*Exercise description*: Can you rewrite every line of the material from the line holding "Annotate the arched" through the end of the material, inclusive, multiplying each point coordinate by 0.85 and rounding to whole numbers with halves rounded up, while keeping all other lines unchanged?

(Photo-based point labeling material)
_ _ _ _
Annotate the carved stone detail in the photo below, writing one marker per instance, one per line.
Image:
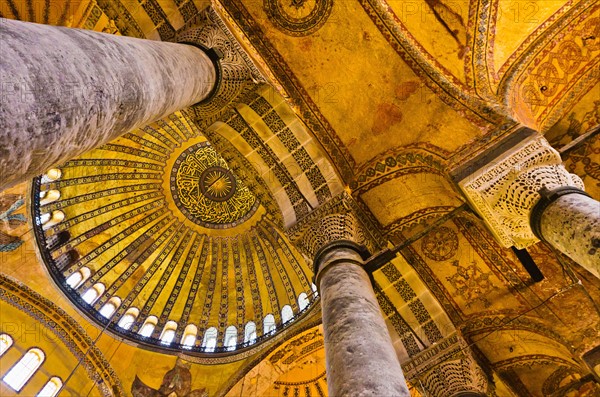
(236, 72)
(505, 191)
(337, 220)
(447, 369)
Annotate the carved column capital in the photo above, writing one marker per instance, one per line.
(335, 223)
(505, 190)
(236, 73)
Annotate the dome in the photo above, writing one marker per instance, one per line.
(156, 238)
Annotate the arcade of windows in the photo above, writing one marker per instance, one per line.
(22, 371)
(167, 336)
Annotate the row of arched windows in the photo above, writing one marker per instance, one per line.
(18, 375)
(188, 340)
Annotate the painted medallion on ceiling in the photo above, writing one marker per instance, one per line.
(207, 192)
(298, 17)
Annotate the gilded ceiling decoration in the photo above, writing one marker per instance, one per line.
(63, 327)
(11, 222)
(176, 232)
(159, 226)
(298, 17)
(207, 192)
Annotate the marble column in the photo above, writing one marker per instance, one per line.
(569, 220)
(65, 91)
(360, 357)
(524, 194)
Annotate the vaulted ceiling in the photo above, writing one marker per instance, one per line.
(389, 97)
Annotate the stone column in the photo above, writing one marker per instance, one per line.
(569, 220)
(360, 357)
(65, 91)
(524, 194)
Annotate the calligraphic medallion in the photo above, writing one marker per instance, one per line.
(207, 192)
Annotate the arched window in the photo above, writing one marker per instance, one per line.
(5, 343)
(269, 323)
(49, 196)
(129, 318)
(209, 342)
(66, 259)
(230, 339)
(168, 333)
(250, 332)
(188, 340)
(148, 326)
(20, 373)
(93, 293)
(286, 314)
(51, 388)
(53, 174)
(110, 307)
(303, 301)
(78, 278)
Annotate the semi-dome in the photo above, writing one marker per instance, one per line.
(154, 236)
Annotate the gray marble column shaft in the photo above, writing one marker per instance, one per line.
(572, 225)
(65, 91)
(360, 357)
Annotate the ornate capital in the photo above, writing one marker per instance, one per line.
_ _ _ _
*Answer below*:
Annotate the arched window in the photo above, writing one marker per instance, one per line.
(4, 292)
(229, 275)
(42, 167)
(110, 270)
(178, 291)
(56, 220)
(196, 288)
(143, 283)
(213, 282)
(160, 289)
(126, 277)
(17, 317)
(79, 249)
(243, 267)
(43, 330)
(45, 148)
(94, 261)
(258, 256)
(66, 236)
Annotate the semi-dome in the photo above, writing one marker per instance, one per line.
(131, 201)
Annotate the gray marble column shaft in the photo above, writing one marker per instance, one per line.
(486, 191)
(55, 77)
(306, 303)
Annotate the ornate capital in the photo above, writing one marker per instance, one per line.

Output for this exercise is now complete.